Start of Material

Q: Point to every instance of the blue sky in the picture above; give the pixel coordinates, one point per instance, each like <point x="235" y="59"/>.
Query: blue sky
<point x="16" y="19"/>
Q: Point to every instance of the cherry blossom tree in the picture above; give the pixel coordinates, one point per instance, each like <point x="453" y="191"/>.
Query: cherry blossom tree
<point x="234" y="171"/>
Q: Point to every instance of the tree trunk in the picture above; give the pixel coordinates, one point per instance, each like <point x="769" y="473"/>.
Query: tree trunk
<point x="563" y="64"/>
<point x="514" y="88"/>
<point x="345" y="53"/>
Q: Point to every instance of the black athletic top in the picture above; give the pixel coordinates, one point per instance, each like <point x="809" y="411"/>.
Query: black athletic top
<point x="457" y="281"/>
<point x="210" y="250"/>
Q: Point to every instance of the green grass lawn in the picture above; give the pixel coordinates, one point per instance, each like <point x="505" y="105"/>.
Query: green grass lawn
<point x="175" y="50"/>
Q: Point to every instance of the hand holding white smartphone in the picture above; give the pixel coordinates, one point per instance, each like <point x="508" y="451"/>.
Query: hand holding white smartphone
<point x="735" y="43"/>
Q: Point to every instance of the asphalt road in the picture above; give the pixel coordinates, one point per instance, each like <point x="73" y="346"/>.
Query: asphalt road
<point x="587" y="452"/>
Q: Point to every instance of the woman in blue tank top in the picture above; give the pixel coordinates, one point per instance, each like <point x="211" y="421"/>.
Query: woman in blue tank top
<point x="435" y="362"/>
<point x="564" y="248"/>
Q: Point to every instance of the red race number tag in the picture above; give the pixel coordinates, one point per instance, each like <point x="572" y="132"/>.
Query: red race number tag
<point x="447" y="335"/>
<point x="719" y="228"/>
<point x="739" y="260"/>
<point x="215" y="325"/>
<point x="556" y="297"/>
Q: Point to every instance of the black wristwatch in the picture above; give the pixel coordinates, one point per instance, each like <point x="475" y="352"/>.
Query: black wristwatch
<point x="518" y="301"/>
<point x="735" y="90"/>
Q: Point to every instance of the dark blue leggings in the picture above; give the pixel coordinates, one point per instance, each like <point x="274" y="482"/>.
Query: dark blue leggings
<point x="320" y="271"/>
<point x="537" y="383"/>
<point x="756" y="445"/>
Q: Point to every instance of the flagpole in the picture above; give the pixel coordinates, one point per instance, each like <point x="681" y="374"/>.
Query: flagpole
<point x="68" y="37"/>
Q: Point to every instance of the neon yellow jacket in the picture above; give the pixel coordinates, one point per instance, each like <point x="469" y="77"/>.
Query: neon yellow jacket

End of Material

# [Exercise]
Rewrite all the records with every "asphalt road" changed to "paved road", leaving everything else untouched.

# [Output]
Q: Point to every instance of the blue sky in the picture above; give the pixel coordinates, one point per instance, each like <point x="235" y="59"/>.
Query: blue sky
<point x="16" y="19"/>
Q: Point to every instance of the cherry blossom tree in the picture above; give the pixel coordinates, one point per instance, each like <point x="453" y="191"/>.
Query: cherry blossom tree
<point x="234" y="171"/>
Q: Point to every instance of the tree trunk in the picture above; give the pixel coordinates, one point per instance, each like <point x="769" y="473"/>.
Query: tree trunk
<point x="563" y="64"/>
<point x="514" y="88"/>
<point x="345" y="53"/>
Q: Point to every instance of the black athletic top in the picture above; give the pixel coordinates, one point per instance, each like <point x="809" y="411"/>.
Query: black athletic top
<point x="457" y="281"/>
<point x="210" y="250"/>
Q: Point to every instance of the green grass lawn in the picture above; give the pixel coordinates, one point per instance, each like <point x="505" y="105"/>.
Query: green grass lawn
<point x="175" y="50"/>
Q: Point to every instance of the hand holding white smartphone in the picture above; give the pixel coordinates, one point per instance, each like <point x="508" y="451"/>.
Query: hand holding white smartphone
<point x="735" y="43"/>
Q: Point to every instance of the paved road in the picture above; give the pixel coordinates, one point per instance, each like <point x="73" y="346"/>.
Query: paved road
<point x="587" y="452"/>
Q: Point to every instance of the woman in blue tank top in the picture above; give the pixel coordinates, one point per instance, each like <point x="211" y="421"/>.
Query: woman in blue tank top
<point x="435" y="362"/>
<point x="564" y="248"/>
Q: Point to every instance of the red race number tag in the picture above; give the pixel coordinates, one point per instance, each like <point x="572" y="132"/>.
Query: red race number tag
<point x="447" y="335"/>
<point x="719" y="228"/>
<point x="739" y="260"/>
<point x="215" y="325"/>
<point x="556" y="297"/>
Q: Point to every instance of the black wristwatch in the picture above; give the pixel coordinates, one point per instance, each like <point x="475" y="352"/>.
Query: black wristwatch
<point x="518" y="301"/>
<point x="735" y="90"/>
Q: Point to every instance of the dark blue leggings in the picture above; give the pixel coordinates, one point per instance, each like <point x="274" y="482"/>.
Query: dark blue leggings
<point x="320" y="271"/>
<point x="537" y="383"/>
<point x="756" y="445"/>
Q: Point to every instance of the flagpole in the picture above; give the pixel coordinates, one point per instance, each like <point x="681" y="374"/>.
Query: flagpole
<point x="68" y="37"/>
Q: Point to every instance of the neon yellow jacket in the picture above; give the pixel coordinates, one point per instance, each like <point x="469" y="77"/>.
Query: neon yellow jacket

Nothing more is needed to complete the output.